_GOAL OF THE EXERCISE_: Please present the data below as a Markdown table with a column named Row for the row number and a column named Text for each line, leaving out any blank lines.

start ITEMS

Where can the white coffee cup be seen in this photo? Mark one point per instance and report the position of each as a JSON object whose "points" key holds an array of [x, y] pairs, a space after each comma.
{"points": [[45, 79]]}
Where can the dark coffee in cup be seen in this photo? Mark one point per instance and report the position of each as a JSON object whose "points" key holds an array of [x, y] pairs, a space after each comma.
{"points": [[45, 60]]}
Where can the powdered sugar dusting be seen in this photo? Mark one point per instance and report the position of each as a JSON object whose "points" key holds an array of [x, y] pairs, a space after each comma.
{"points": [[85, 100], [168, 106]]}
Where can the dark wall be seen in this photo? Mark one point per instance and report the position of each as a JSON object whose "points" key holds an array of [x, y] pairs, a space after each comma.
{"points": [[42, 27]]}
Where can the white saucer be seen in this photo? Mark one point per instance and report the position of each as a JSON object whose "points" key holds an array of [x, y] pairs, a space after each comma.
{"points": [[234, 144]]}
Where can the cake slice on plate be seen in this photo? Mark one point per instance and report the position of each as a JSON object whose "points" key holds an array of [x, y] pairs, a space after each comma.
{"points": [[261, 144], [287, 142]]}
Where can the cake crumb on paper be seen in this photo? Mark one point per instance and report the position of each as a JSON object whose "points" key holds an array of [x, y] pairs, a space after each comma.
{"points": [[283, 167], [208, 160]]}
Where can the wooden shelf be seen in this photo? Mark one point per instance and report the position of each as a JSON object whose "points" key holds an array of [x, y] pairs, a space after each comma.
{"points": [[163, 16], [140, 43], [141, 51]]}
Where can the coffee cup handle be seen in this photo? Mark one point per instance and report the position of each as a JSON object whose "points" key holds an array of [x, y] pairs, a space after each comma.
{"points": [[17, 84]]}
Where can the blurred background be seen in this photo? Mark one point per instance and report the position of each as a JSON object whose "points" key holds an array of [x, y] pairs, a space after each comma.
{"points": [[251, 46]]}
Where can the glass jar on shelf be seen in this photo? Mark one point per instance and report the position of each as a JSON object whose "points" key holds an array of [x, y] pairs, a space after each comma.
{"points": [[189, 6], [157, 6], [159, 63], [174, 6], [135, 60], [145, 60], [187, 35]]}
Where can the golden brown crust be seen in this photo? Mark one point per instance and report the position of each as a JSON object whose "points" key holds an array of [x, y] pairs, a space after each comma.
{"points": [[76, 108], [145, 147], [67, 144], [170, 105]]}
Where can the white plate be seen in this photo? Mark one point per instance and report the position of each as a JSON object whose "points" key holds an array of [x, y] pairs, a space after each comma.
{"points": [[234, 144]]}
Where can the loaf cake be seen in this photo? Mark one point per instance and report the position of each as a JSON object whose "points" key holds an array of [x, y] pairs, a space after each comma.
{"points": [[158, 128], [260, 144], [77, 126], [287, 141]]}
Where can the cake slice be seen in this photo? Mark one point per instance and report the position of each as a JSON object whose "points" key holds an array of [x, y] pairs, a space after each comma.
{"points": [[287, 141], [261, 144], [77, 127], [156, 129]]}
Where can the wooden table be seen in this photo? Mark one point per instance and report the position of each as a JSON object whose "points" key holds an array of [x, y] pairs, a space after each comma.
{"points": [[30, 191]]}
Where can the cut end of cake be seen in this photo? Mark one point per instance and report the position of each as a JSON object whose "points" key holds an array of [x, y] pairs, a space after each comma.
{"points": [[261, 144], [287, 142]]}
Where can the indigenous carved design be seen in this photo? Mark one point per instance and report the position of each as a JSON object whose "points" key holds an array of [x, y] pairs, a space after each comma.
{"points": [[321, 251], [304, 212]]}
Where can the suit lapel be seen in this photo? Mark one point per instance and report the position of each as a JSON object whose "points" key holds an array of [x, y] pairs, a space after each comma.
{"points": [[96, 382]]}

end ITEMS

_TASK OUTPUT_:
| Row | Text |
|---|---|
| 1 | Where can the white coffee cup be seen in this photo? Mark one point per instance and report the position of each as a JSON object whose "points" key holds an array of [x, y] pairs, a space after each comma. |
| 2 | {"points": [[45, 79]]} |
| 3 | Where can the dark coffee in cup be seen in this photo? Mark one point per instance and report the position of each as a JSON object whose "points" key holds an array of [x, y] pairs, a space after each comma. |
| 4 | {"points": [[45, 60]]} |
| 5 | Where can the powdered sugar dusting be seen in this photo? Mark one point per instance and report the position of each as a JSON object whose "points" key holds an array of [x, y] pairs, a space after each comma. |
| 6 | {"points": [[85, 100], [168, 106]]} |
| 7 | Where can the dark wall be seen in this photo? Mark one point per instance and report the position of each as a JSON object whose "points" key holds an array of [x, y] pairs, a space after each comma. |
| 8 | {"points": [[42, 27]]} |
| 9 | Where can the white saucer be seen in this photo? Mark one point per instance and report the position of each as a JSON object whose "points" key holds an array of [x, y] pairs, a space after each comma. |
| 10 | {"points": [[234, 144]]} |
| 11 | Where can the cake slice on plate be seen in this photo? Mark one point per instance and report the position of each as a JSON object whose "points" key holds an array of [x, y] pairs, a space after each comma. |
| 12 | {"points": [[261, 144], [287, 142]]} |
| 13 | Where can the cake crumb on paper be seen in this photo? Mark one point per instance and report the position of each as a JSON object whose "points" key holds an array of [x, y] pairs, a space after each comma. |
| 14 | {"points": [[283, 167], [208, 160]]} |
| 15 | Where can the wooden shelf be seen in this photo? Mark one point per instance and report the position of each as a JSON object whose "points" key holds an array of [x, y] pairs, a space after each comma. |
| 16 | {"points": [[163, 16], [140, 43], [141, 51]]} |
| 17 | Where can the coffee cup handle be seen in this photo? Mark one point per instance and report the position of each as a JSON object whose "points" key holds an array of [x, y] pairs, a space after each comma. |
| 18 | {"points": [[17, 84]]} |
| 19 | Where can the blurred background be seen in this photo? Mark one point per instance and report the position of each as a JSON object whose "points" key holds an array of [x, y] pairs, a space after each comma. |
| 20 | {"points": [[251, 46]]} |
| 21 | Where can the glass jar on shelf be seen in this photo? Mark one point per instance and report the position of each as a JSON object whose "points" key holds an array of [x, y] pairs, a space after each comma. |
| 22 | {"points": [[189, 6], [157, 6], [159, 63], [174, 6], [135, 60], [145, 60], [187, 35]]} |
| 23 | Where can the golden brown crust be seen in this photo? Mark one point per instance and report the position of each as a JSON object whose "points" key holds an array of [x, y] pairs, a space after each comma. |
| 24 | {"points": [[76, 108], [145, 147], [67, 144], [170, 105]]} |
| 25 | Where can the white plate be seen in this photo? Mark one point per instance and report the position of each as a JSON object whose "points" key holds an array of [x, y] pairs, a space after each comma. |
| 26 | {"points": [[234, 144]]} |
| 27 | Where can the loaf cake be seen in this photo? Mark one point per instance and report the position of each as a JSON object whose "points" key holds an array of [x, y] pairs, a space after each comma. |
| 28 | {"points": [[158, 128], [260, 144], [77, 126], [287, 141]]} |
| 29 | Where can the cake slice be seen in this photo? Mark one point per instance and report the position of each as a JSON object whose "points" key holds an array of [x, y] pairs, a space after each comma. |
| 30 | {"points": [[287, 141], [261, 144], [77, 127], [156, 129]]} |
| 31 | Where can the wooden table be seen in this photo? Mark one point per instance and report the position of each as a JSON object whose "points" key holds an array of [x, y] pairs, a space after each comma. |
| 32 | {"points": [[30, 191]]} |
| 33 | Where can the cut end of cake be seen in this photo? Mark one point per instance and report the position of each as a JSON object whose "points" key holds an array of [x, y] pairs, a space after each comma. |
| 34 | {"points": [[261, 144], [287, 142]]} |
| 35 | Where can the indigenous carved design be seen in this photo? Mark one point per instance and report the position of each as a JSON object whose "points" key holds an array of [x, y] pairs, a space after each comma. |
| 36 | {"points": [[321, 251], [304, 212]]} |
| 37 | Where can the suit lapel be seen in this photo? Mark one point per instance and report the position of each as a JSON object whose "points" key holds an array of [x, y] pairs, a space after each comma. |
| 38 | {"points": [[96, 382]]} |